▶ **Excerpt provided**
'''
Dear Writing Club,
I'm in Katipunan right now, in a condo unit 18 floors up in the sky. It's raining out, and I hope Marj and Bes remember the scene that greeted us every time it rained. We look through the windows of our beloved 16b and all we see is white. Katipunan is wet and the cars are rushing past, puddles parting before their wheels. Almost poetically, I'm writing by the window, haha. :)
I should be getting back to Las Pinas but it's raining and I'd rather commute with the my feet dry. I could tell you about my roommate who fantastically outdoes herself (again) and manages to make my life problematic (again) even if she's thousands of miles away, or I could tell you about the wonderful few days I had with Oli where so many I-love-you's (said, heard and felt) have been densely compacted to a few days. The sensation is curiously unnerving and comforting at the same time. Or I could tell you about me and writing.
I started a writing blog a couple of months ago, apart from the comings-and-goings-of-my-life blog. There are only a smattering of entries there-- things get in the way of writing. The most common excuse applies to me-- school. But a deeper excuse lies unsaid until now: writing had always scared me a little.
Maybe failure is a little too intolerable if it about something you like so much. What if it sucks?
I have this unexplainable fear of not being able to say anything. And when I do manage to say something, I'm afraid it would learn something about myself I wouldn't want to find out? I'm scared to think I'm darker than I really am.
'''
▶ **Raw data**
'''
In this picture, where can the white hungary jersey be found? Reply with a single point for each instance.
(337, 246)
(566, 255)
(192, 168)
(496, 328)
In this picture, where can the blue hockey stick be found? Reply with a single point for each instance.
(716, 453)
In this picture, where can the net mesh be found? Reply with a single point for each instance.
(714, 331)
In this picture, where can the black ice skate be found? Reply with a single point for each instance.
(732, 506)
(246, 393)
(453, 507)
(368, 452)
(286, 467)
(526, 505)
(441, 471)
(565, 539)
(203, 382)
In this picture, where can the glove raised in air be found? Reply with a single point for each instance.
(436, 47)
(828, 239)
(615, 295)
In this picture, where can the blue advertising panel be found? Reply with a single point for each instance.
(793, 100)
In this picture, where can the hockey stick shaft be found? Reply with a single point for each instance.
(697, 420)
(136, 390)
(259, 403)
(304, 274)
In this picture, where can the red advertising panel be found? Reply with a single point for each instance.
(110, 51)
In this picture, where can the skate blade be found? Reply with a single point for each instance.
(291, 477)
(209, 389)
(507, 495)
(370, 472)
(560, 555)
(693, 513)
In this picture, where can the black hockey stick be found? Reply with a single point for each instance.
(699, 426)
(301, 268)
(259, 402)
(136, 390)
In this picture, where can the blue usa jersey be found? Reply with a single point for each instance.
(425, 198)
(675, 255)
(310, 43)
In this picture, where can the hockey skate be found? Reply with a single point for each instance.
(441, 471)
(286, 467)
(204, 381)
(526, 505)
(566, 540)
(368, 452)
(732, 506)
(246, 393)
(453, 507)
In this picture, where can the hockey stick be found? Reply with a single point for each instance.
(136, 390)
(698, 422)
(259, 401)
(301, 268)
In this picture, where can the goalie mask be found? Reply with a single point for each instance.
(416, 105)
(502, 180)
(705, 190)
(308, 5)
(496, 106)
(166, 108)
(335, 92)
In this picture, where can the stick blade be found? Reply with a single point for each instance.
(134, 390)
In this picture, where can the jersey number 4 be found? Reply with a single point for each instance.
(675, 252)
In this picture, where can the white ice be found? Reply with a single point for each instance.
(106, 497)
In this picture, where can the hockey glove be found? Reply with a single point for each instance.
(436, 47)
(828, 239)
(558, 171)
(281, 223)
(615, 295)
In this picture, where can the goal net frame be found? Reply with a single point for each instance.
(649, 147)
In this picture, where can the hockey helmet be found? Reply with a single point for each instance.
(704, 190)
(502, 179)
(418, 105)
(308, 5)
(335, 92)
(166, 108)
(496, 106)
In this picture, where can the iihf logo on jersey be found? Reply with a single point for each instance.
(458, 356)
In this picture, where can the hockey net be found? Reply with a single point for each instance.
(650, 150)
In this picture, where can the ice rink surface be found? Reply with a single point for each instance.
'''
▶ **To-do list**
• 1. According to the letter to the Writing Club, how many floors up is the condo unit from which the writer is writing?
• 2. Continue the letter to the Writing Club from its final sentence onward.

▶ **Expected responses**
• 1. It is 18 floors up.

• 2.
Roughly a month ago, I decided to commit to writing. It was one of the conclusions of my silent retreat in a scenic Jesuit villa in Baguio. I'm too much of a cerebral person, you see. And when I'm threatened or confronted with something unfamiliar, I retreat to my thick brain. Not all things can get through those discriminating gates- I find that a lot of things are left out in the cold and rendered unintelligible. Love, for instance, can't be taken apart and analyzed. I suppose only the heart sees that, and my heart had been so mum because for so long she's been trailing after a very chatty brain.
Somewhere, my heart needs to learn how to sing.
Maybe in poems and stories? ü
I'm looking forward to reading your stories! I've read some of Marj's and Bes's works- and I'm always amazed (Wow, how'd they write THAT?) I haven't read any of Ge's work so I'm especially excited about that too. (Ge, I have an idea though, haha. Marj sang to me a song you wrote and I had no idea how you were able to think about those lyrics. I remember it was really good. ü)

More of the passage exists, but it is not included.